### Task requirements
From the line with "Extract drainpipe locations." through the end of the data, write the lines out again with "Extract" changed to "List" wherever it occurs and nothing else altered.

### Provided entries
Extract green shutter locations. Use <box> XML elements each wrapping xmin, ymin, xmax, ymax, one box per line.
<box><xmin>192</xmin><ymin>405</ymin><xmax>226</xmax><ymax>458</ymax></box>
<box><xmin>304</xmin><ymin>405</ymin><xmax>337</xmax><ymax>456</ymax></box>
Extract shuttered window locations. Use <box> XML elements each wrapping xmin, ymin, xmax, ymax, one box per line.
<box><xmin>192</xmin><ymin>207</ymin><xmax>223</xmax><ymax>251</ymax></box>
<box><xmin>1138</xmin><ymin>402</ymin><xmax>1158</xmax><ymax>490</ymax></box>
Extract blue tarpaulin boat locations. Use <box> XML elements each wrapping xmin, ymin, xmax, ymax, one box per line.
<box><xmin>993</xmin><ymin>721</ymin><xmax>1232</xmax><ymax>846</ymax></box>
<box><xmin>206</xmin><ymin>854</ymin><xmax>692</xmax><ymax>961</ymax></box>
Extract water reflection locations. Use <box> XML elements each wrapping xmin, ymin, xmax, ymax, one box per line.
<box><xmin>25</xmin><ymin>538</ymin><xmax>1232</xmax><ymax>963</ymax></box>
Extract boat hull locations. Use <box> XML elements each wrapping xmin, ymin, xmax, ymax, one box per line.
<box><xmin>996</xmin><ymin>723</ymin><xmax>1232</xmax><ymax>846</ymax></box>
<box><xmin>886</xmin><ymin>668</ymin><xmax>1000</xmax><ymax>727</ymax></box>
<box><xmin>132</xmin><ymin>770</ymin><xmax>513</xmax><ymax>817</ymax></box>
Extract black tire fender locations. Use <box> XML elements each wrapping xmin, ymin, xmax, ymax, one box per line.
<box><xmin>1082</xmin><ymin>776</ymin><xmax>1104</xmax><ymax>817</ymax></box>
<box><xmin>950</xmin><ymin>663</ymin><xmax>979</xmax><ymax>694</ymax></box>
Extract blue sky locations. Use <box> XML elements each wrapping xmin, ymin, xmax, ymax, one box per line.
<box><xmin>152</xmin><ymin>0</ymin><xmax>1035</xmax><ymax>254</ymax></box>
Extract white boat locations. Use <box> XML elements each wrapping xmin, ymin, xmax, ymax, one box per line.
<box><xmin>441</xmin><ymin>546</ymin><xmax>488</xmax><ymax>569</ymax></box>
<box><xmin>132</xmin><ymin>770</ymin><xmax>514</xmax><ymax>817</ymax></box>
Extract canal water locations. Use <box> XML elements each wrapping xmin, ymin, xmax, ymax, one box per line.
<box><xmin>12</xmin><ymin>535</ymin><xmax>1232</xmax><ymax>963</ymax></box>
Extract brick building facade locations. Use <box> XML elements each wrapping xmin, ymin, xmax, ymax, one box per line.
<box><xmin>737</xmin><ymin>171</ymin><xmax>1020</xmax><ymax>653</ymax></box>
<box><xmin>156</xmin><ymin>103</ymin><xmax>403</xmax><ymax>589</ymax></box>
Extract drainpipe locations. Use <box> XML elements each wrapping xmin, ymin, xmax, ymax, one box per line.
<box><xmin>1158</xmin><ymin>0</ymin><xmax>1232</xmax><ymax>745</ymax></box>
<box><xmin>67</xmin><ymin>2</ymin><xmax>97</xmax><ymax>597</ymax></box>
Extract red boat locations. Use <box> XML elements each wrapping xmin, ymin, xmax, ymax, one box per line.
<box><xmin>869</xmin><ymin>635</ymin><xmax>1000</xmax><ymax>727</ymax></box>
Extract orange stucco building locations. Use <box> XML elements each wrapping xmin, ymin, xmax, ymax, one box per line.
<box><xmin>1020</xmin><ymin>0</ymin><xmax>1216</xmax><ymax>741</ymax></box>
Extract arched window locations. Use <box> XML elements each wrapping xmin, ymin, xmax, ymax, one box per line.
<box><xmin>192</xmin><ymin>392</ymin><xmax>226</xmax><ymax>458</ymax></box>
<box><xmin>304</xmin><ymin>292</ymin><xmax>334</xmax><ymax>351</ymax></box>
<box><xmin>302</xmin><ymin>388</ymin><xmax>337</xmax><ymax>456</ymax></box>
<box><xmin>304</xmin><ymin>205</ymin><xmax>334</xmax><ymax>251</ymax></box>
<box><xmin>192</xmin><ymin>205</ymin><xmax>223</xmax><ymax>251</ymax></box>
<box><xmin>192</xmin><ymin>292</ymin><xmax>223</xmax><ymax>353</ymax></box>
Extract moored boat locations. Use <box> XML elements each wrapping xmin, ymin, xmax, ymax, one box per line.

### Written response
List drainpipe locations. Use <box> XML elements each wrapping xmin, ymin, xmax, ymax, one box per line.
<box><xmin>1158</xmin><ymin>0</ymin><xmax>1232</xmax><ymax>745</ymax></box>
<box><xmin>67</xmin><ymin>2</ymin><xmax>97</xmax><ymax>597</ymax></box>
List red boat locations. Use <box> XML elements each wrapping xmin, ymin, xmax, ymax, one box per line.
<box><xmin>869</xmin><ymin>635</ymin><xmax>1000</xmax><ymax>727</ymax></box>
List orange stucco building locations. Use <box> XML elements each wrapping xmin, ymin, xmax, ymax, one box per line.
<box><xmin>1020</xmin><ymin>0</ymin><xmax>1216</xmax><ymax>741</ymax></box>
List arched window locations. Use <box> XML elements each wrapping xmin, ymin, xmax, ymax, one box per line.
<box><xmin>192</xmin><ymin>392</ymin><xmax>226</xmax><ymax>458</ymax></box>
<box><xmin>304</xmin><ymin>292</ymin><xmax>334</xmax><ymax>351</ymax></box>
<box><xmin>302</xmin><ymin>388</ymin><xmax>337</xmax><ymax>456</ymax></box>
<box><xmin>304</xmin><ymin>205</ymin><xmax>334</xmax><ymax>251</ymax></box>
<box><xmin>192</xmin><ymin>205</ymin><xmax>223</xmax><ymax>251</ymax></box>
<box><xmin>192</xmin><ymin>292</ymin><xmax>223</xmax><ymax>353</ymax></box>
List moored boat locations. Use <box> XML elements each wrapping xmin, ymin, xmax, ymax, one box per line.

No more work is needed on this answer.